* **THE PROBLEM**: Add 79 to each coordinate in the recorded points, leaving the sample points in the requests unchanged, and write out again every line of the rows from their start through the line holding "[(130, 700), (167, 564)]", inclusive, requests included. Give only those lines, without the pictures.
---
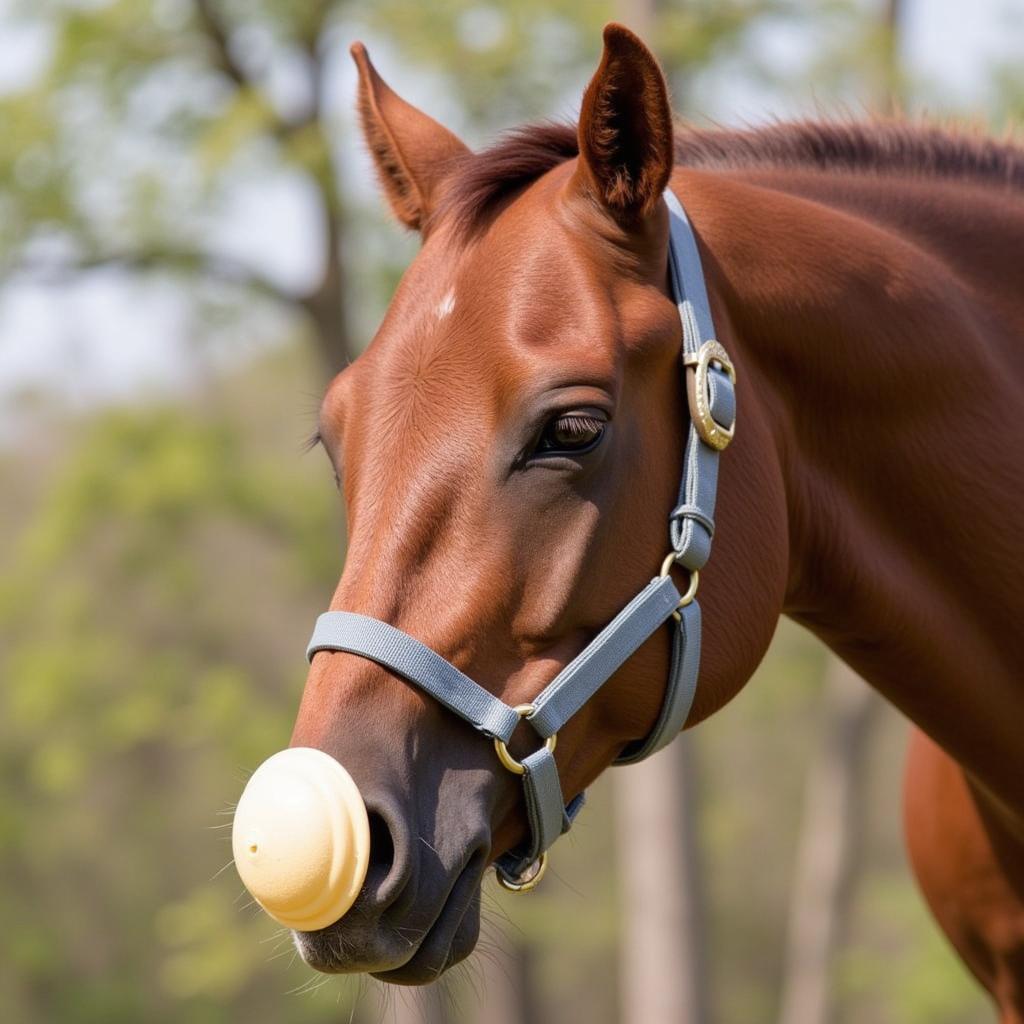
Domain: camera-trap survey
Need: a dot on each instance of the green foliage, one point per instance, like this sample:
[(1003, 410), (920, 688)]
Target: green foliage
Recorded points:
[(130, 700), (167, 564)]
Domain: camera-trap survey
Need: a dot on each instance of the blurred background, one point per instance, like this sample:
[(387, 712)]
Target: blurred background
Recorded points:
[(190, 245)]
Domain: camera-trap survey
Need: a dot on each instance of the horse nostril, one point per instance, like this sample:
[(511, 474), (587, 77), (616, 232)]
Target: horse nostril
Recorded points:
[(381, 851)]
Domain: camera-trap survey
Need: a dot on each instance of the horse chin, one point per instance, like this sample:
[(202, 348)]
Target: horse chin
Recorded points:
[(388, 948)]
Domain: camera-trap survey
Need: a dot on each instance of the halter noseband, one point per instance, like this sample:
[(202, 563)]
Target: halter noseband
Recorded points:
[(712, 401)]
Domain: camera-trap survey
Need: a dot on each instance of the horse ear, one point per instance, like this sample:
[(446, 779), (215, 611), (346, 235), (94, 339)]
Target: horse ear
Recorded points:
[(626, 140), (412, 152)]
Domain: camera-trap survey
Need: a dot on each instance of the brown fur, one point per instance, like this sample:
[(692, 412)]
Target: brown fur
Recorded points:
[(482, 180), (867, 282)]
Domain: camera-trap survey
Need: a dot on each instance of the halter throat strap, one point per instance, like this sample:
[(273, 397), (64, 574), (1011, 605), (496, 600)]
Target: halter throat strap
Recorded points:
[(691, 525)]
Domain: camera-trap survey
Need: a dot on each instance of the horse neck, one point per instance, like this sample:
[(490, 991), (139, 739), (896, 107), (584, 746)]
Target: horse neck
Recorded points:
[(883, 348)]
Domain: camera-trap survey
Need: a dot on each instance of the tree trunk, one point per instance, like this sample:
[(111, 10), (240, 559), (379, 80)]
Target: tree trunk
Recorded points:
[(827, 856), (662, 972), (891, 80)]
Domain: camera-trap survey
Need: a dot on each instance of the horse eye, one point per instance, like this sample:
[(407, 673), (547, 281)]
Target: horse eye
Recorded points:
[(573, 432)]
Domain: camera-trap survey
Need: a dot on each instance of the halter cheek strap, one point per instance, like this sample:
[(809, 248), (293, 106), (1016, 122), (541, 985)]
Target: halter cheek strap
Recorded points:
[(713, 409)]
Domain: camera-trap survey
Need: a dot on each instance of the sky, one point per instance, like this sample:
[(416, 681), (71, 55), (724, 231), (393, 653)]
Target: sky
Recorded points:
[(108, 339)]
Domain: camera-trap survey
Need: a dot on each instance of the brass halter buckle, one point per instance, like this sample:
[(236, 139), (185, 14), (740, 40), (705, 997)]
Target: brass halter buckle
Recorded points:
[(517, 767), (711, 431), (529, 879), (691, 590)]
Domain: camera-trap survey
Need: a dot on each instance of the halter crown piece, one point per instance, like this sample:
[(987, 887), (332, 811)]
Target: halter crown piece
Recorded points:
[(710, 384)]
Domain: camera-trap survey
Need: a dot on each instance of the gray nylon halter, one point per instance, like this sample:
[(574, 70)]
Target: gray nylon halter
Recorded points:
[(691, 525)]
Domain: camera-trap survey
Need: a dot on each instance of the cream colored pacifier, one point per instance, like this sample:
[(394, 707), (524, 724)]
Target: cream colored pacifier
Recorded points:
---
* **WRITTEN ANSWER**:
Domain: camera-trap survey
Need: a dot on each instance of the green foliage, one point per instance, like this sample:
[(1003, 410), (920, 688)]
Target: green foliage
Recorded points:
[(209, 779), (246, 643)]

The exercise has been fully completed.